+++ Excerpt provided
Monday, March 9, 2009

Has 'cloud computing' lost its VC luster?

I've had a few discussions with venture capitalists of late regarding the assignment of the "cloud" label to start-ups pitching everything from hardware to--believe it or not--downloadable software clients.

It seems that just about every pitch these days is for "cloud computing," and the folks with the money are getting a little weary of it.

Before a Strategy Series dinner on cloud computing I participated in a couple of weeks ago, Lars Leckie of early stage venture firm Hummer Winblad made a point about this. He noted that just about everyone was trying to relate their product or service to cloud computing, and that the label had begun to lose any meaning on its own.

A big part of the problem is the now almost unresolvable definition of cloud computing. How do you define the term? My own definition has shifted over the years, to where I use the term quite ambiguously. It's kind of like that famous old quote about pornography obscenity from the late Supreme Court Justice Potter Stewart. The judge wisely noted: "I know it when I see it."

(Lorie MacVittie of F5 wrote a fabulous post about focusing on the "who and how" rather than "what and where" in "cloud-computing" definitions. I absolutely agree, though I have failed to find words that meet that objective to my satisfaction.)

If forced to give a written definition, I borrow a Cisco Systems' definition that bounds the problem, rather than defines it:

Cloud computing is IT resources and services that are abstracted from the underlying infrastructure and provided "on-demand" and "at scale" in a multi-tenant environment.
++++++
+++ Data extract
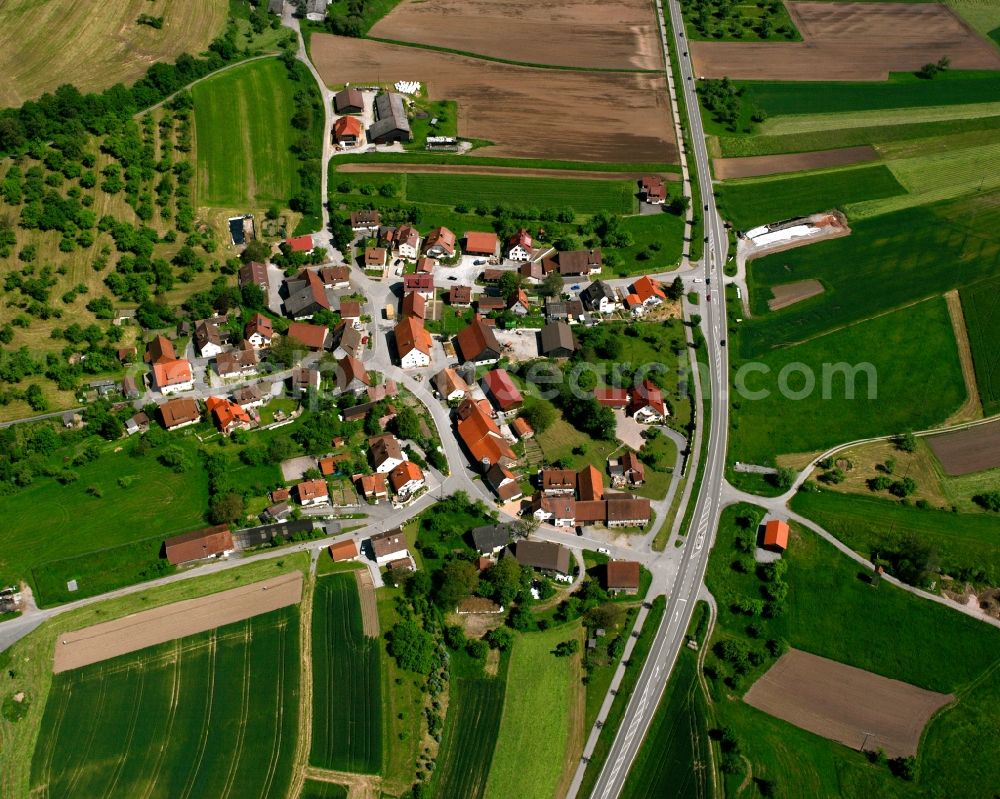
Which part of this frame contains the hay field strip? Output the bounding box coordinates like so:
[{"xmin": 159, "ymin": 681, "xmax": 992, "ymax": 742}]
[
  {"xmin": 309, "ymin": 572, "xmax": 382, "ymax": 774},
  {"xmin": 0, "ymin": 0, "xmax": 229, "ymax": 106},
  {"xmin": 31, "ymin": 608, "xmax": 299, "ymax": 799},
  {"xmin": 192, "ymin": 59, "xmax": 296, "ymax": 208}
]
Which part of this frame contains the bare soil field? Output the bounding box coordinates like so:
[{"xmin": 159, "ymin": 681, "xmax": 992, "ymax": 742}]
[
  {"xmin": 0, "ymin": 0, "xmax": 228, "ymax": 106},
  {"xmin": 926, "ymin": 421, "xmax": 1000, "ymax": 477},
  {"xmin": 743, "ymin": 649, "xmax": 955, "ymax": 757},
  {"xmin": 311, "ymin": 34, "xmax": 677, "ymax": 163},
  {"xmin": 369, "ymin": 0, "xmax": 663, "ymax": 69},
  {"xmin": 52, "ymin": 572, "xmax": 302, "ymax": 674},
  {"xmin": 354, "ymin": 569, "xmax": 378, "ymax": 638},
  {"xmin": 334, "ymin": 162, "xmax": 678, "ymax": 180},
  {"xmin": 767, "ymin": 280, "xmax": 824, "ymax": 311},
  {"xmin": 691, "ymin": 2, "xmax": 1000, "ymax": 81},
  {"xmin": 712, "ymin": 144, "xmax": 879, "ymax": 180}
]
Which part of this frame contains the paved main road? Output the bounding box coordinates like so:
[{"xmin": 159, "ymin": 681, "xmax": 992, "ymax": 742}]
++++++
■ **Tasks to complete**:
(1) In the cloud computing post, whose definition does the writer borrow when forced to give a written one?
(2) Carry on writing the cloud computing post, starting right after its final line.
The items have nothing to do with the cloud computing post.

■ **Task answers**:
(1) The writer borrows a definition from Cisco Systems.

(2)
With this definition, I can at least say that content sites are almost never cloud computing. It is debatable whether or not something like World of Warcraft is an IT service, but your traditional enterprise and consumer-oriented SaaS applications, your PaaS offerings, and certainly your server and/or storage resources all very much count as cloud computing in this case.

At the very least, this definition is hard for anyone to find too specific.

What this definition fails to do, however, is give guidance to those trying to get at the heart of how a given "cloud" makes money. This is why it has become important to be specific about what kind of cloud service you are offering. Are you pitching Infrastructure as a service? Software as a Service? Cloud infrastructure management?

In fact, those definitions may not be specific enough any more. One example would be Skytap, the development/testing lab cloud offering I covered a few weeks ago. Skytap really would need to define its pitch in terms of "lab as a service," or at least a lab management SaaS application fronting an IaaS offering. Otherwise, the company risks not differentiating itself from something like Amazon EC2.

I plan to study closely how start-ups define and differentiate their cloud business models at next month's Under the Radar: Clarity in the Cloud, where I will be one of the judges.

Under the Radar is a moderated setting in which fully vetted start-ups present their pitches to some of the most knowledgeable judges in the business.

(Previous Under the Radar events have contributed to more than $1.3 billion in funding raised for participating companies in the last three years alone. Companies like Flickr, Animoto, and iLike have benefited from past events.)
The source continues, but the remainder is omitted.